Extrait proposé —

........

Après avoir examiné de manière approfondie la question de la communauté ethnoculturelle (l’ethnie tout simplement), de même que celle de la liberté individuelle, Amadou Sadjo procède à une critique serrée de la raison communautaire pour prôner l’intercommunautaire.
La question est de savoir comment des communautés aux structures normatives différentes peuvent coexister afin que la vie de chacun soit sécurisée. En somme, il faut définir les valeurs morales sur lesquelles les communautés doivent s’entendre en vue du bien commun, ce qui revient à exclure de l’entente toutes les considérations arbitraires et contingentes.
Il s’agit de conclure un « pacte d’humanité » dans lequel l’origine communautaire est sans importance et est susceptible de faire l’objet d’une négociation. Sont donc nulles et non avenues toutes les logiques exclusives et les considérations communautaires partisanes.

........

Liste des données —

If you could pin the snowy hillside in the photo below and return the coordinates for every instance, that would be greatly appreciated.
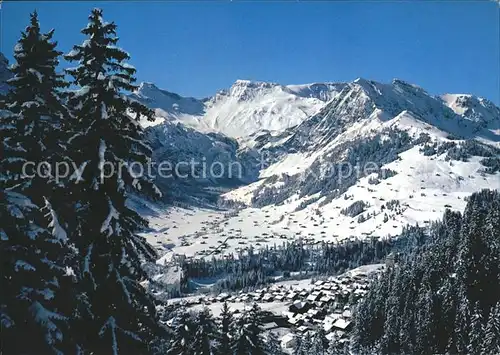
(169, 106)
(411, 155)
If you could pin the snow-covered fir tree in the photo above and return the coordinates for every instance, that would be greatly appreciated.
(226, 330)
(35, 113)
(413, 309)
(273, 345)
(37, 301)
(204, 333)
(248, 336)
(104, 229)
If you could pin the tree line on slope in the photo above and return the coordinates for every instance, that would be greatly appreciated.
(241, 333)
(71, 257)
(444, 297)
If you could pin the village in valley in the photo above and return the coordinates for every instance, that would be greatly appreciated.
(295, 308)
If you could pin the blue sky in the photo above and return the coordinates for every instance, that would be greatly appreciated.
(197, 48)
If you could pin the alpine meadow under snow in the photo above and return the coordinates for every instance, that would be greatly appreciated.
(327, 218)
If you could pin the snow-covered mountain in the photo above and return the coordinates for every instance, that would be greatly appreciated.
(247, 107)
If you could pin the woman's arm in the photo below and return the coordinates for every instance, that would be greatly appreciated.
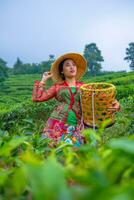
(39, 94)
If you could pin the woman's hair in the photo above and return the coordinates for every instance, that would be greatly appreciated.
(61, 68)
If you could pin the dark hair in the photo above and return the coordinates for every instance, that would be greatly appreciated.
(61, 68)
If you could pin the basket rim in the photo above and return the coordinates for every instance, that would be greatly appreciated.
(111, 86)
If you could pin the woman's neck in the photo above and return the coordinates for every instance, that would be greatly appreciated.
(71, 81)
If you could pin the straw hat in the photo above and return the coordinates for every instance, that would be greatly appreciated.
(77, 58)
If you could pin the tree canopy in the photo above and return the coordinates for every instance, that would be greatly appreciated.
(93, 57)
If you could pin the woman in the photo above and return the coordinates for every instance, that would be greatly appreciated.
(65, 122)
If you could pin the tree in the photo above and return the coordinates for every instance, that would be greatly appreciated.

........

Exercices à traiter —
1 – Recopiez mot pour mot les lignes des entrées, de celle qui contient « If you could pin the tree canopy » jusqu'à la dernière ligne des entrées.
2 – Prolongez le texte sur la critique de la raison communautaire au-delà de sa dernière phrase.

Corrigé des exercices —
1 –
If you could pin the tree canopy in the photo above and return the coordinates for every instance, that would be greatly appreciated.
(93, 57)
If you could pin the woman in the photo above and return the coordinates for every instance, that would be greatly appreciated.
(65, 122)
If you could pin the tree in the photo above and return the coordinates for every instance, that would be greatly appreciated.

2 –
Il ne s’agit pas de nier l’identité ethnique, mais de la disqualifier comme critère pertinent dans l’élaboration du contrat moral et politique fondateur de la société des communautés. De ce fait, on établit un espace moral commun qui reconnaît et rend possible le pluralisme communautaire.
Le contrat moral et politique doit réguler non seulement la sphère intercommunautaire mais aussi avoir droit de regard sur ce qui se passe au sein des communautés. Reste à définir la nature du pouvoir commun à mettre en place qui soit une instance neutre devant veiller au respect dû à chaque individu, indépendamment de son appartenance ethnoculturelle.
Les règles qui doivent organiser les interdépendances entre les individus et les communautés doivent être définies par tous et donner les moyens efficaces de contestation publique pour défendre leurs intérêts. Pour cela, il faut empêcher que le pouvoir politique soit soumis à l’autorité d’une personne ou d’une communauté ethnoculturelle. Il doit donc être nécessairement un bien commun.
Les valeurs fondatrices de la vie collective doivent être la justice, l’égalité et la liberté. Si l’exercice du pouvoir est non conforme à ces valeurs, il doit être contesté et jugé illégitime par des autorités publiques chargées de faire respecter les principes fondateurs de la communauté politique.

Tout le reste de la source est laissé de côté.